SELECTED TEXT
------------------------------------------------------------------------
When it was found that the proceeds of farming in
that part of the State were very uncertain, at best,
the mortgages became due. And in many instances
those who had been nominally owners remained upon the
farms as tenants after foreclosure. These are
but the natural effects in reaction from a tremendous
boom.” In eastern Kansas, where settlement
was older, the pressure of hard times was withstood
with less difficulty. It was in western Kansas,
by the way, that Populism had its strongest following;
and, after the election of 1892, a movement to separate
the State into two commonwealths received serious
consideration.
Even more inexorable than the holder
of the mortgage or his agent was the tax collector.
It was easy to demonstrate that the farmer, with little
or nothing but his land, his stock, and a meager outfit
of implements and furniture, all readily to be seen
and assessed, paid taxes higher in proportion to his
ability to pay than did the business man or the corporation.
Although his equity in the land he owned might be
much less than its assessed value, he was not allowed
to make any deduction for mortgages. The revenue
of the Federal Government was raised wholly by indirect
taxes levied principally upon articles of common consumption;
and the farmer and other people of small means paid
an undue share of the burden in the form of higher
prices demanded for commodities.
------------------------------------------------------------------------
RECORD EXTRACTS
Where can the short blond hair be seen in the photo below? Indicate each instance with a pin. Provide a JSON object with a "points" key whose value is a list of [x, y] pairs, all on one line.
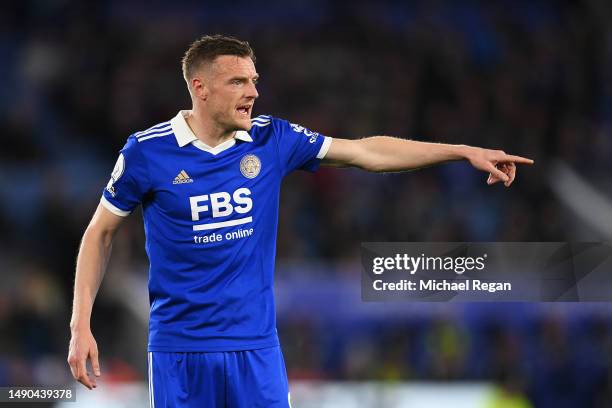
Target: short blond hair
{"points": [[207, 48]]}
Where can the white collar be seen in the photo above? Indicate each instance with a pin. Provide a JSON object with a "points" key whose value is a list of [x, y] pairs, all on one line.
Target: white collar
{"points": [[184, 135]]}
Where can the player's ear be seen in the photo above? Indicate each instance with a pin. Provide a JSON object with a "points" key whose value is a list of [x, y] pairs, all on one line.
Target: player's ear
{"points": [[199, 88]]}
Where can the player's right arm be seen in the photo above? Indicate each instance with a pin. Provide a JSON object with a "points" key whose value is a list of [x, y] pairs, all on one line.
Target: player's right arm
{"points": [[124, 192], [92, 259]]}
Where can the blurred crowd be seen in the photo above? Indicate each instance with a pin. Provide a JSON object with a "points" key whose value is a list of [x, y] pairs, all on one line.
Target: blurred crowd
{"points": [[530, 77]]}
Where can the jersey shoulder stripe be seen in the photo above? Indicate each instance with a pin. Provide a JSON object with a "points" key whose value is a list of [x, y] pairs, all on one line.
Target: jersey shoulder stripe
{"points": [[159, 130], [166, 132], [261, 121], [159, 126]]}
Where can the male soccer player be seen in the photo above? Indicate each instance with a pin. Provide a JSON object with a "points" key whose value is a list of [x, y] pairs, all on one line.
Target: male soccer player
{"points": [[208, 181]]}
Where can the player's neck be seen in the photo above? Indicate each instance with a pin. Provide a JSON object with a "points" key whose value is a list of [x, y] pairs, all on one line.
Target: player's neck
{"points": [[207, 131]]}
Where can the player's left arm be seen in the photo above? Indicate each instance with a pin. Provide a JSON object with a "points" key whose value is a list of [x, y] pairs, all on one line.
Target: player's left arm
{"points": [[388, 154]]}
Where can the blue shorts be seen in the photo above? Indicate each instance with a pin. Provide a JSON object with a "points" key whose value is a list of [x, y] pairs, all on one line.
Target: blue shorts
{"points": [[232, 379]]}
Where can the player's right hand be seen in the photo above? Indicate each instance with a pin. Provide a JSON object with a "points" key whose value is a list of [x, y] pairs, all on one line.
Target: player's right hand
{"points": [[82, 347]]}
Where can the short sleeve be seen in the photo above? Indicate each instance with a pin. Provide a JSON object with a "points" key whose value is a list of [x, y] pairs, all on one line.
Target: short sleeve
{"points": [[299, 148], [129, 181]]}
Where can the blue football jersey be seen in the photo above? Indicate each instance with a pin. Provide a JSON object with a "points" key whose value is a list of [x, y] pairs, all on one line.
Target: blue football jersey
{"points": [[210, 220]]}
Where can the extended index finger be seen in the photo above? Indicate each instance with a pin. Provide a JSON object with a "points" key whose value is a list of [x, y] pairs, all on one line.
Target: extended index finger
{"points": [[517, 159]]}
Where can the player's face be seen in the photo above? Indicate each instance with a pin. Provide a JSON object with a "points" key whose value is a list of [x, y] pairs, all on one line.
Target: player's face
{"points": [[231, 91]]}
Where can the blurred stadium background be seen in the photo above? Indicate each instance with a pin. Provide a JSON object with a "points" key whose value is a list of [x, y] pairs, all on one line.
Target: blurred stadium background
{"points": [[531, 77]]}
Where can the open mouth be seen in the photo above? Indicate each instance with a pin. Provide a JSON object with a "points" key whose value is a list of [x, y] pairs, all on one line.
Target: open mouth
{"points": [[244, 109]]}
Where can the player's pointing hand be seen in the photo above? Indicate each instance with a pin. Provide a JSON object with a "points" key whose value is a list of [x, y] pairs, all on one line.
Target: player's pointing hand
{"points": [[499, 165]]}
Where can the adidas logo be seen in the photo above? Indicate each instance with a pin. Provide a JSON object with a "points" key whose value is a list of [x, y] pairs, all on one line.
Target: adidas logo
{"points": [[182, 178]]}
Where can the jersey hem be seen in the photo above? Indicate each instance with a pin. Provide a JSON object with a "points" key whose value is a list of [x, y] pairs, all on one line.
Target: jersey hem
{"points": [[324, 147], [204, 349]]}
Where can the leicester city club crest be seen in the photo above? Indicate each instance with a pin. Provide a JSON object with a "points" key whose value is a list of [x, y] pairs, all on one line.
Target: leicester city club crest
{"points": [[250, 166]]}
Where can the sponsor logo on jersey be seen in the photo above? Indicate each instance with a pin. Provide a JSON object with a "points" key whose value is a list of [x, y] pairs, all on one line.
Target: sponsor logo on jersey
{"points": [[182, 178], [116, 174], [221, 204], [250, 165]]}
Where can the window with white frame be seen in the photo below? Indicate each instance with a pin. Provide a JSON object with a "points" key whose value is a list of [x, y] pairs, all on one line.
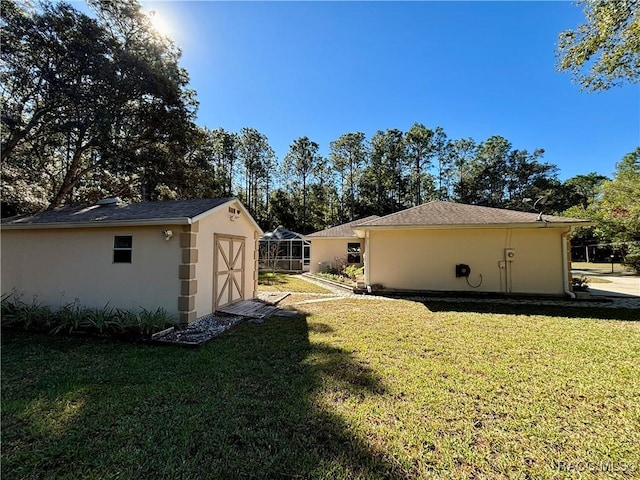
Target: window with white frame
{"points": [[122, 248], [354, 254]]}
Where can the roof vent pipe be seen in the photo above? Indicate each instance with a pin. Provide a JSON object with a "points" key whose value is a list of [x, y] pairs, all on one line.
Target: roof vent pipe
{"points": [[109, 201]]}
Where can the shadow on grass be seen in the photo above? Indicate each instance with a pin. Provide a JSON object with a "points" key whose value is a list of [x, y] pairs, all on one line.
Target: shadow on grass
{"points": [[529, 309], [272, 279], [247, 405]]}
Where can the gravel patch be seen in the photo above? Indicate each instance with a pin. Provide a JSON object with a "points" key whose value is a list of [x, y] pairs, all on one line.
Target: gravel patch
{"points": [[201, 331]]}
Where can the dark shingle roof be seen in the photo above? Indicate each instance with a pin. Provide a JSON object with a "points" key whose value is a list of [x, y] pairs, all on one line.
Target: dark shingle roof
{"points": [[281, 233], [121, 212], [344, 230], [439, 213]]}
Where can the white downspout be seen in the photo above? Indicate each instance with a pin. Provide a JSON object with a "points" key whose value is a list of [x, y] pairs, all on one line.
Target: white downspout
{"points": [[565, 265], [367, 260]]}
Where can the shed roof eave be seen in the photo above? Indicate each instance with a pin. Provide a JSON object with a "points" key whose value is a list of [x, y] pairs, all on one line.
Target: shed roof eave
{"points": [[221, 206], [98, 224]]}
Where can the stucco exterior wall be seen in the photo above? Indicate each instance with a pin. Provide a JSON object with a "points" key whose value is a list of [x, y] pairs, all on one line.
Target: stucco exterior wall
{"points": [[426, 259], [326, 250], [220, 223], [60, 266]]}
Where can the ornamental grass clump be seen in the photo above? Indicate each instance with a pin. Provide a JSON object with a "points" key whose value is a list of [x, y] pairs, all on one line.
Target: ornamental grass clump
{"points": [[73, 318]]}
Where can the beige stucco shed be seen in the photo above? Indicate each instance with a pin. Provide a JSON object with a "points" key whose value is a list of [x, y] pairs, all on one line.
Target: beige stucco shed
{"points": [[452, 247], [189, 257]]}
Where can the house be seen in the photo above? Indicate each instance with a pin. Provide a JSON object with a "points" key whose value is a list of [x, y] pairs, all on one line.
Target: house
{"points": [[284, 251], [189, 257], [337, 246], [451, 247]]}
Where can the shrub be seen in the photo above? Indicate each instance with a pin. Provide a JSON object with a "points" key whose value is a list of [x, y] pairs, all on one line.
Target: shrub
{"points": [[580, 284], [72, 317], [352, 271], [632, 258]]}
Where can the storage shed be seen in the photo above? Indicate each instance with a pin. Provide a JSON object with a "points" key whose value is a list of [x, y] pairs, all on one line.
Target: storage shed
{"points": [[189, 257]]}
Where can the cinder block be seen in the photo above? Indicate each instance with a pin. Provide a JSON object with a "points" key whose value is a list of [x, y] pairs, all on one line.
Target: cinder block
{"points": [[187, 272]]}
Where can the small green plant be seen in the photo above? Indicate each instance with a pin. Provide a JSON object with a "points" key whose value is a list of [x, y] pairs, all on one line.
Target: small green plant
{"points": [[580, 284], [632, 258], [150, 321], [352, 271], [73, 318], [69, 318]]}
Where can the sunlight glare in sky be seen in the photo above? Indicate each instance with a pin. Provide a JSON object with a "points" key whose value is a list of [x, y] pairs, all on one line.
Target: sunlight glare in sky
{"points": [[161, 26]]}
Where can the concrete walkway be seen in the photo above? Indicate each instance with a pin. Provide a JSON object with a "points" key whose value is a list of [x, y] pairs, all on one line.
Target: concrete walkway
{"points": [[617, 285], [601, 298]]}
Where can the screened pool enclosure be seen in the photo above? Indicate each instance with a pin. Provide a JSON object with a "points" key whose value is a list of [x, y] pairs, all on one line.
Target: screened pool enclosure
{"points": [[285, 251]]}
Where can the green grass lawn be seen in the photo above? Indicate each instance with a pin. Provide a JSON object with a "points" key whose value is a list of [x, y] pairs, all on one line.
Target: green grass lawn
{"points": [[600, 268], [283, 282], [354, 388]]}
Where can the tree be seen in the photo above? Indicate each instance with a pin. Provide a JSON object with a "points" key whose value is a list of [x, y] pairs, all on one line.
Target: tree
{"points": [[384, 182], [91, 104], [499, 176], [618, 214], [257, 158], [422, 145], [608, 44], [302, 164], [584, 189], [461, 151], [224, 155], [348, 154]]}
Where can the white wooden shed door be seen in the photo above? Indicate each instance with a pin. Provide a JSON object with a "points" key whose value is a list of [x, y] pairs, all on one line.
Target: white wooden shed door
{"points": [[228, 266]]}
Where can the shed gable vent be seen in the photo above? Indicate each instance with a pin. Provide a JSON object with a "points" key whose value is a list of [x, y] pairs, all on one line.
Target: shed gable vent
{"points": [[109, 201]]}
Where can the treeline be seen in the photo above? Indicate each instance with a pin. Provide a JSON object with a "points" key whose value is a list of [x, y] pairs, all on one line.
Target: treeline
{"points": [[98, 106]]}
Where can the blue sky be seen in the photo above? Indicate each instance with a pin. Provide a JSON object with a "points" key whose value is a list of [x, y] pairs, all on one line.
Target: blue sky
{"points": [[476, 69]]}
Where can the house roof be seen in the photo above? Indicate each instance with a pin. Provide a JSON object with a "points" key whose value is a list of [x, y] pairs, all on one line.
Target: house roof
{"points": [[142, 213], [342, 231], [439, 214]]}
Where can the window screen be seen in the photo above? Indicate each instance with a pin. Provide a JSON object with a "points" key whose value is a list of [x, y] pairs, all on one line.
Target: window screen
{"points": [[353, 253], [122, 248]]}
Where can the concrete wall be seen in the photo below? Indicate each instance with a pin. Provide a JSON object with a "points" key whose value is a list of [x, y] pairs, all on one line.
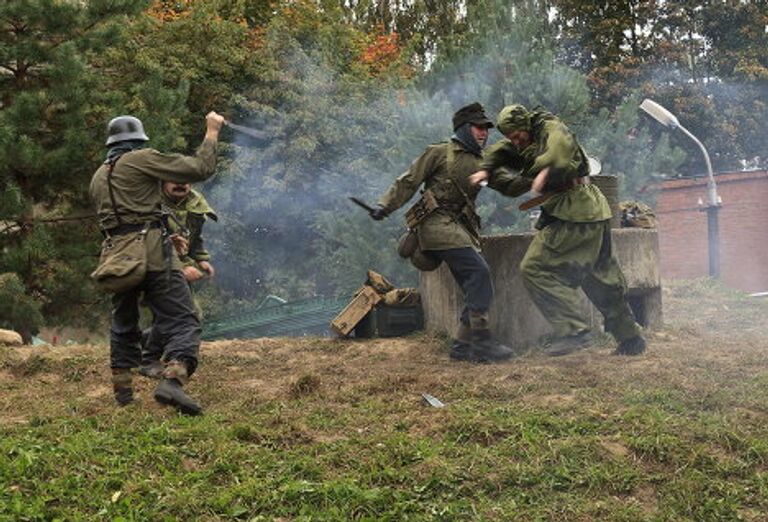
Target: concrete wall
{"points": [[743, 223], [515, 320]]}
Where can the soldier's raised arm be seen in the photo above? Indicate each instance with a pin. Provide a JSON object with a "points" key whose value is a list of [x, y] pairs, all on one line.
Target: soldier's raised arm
------------------------------------------------------------------------
WORK TO COMPLETE
Translate this sentence from the passage on farm mortgages and taxes into French: "Even more inexorable than the holder of the mortgage or his agent was the tax collector."

REPLY
Le percepteur des impôts était plus inexorable encore que le détenteur de l'hypothèque ou son agent.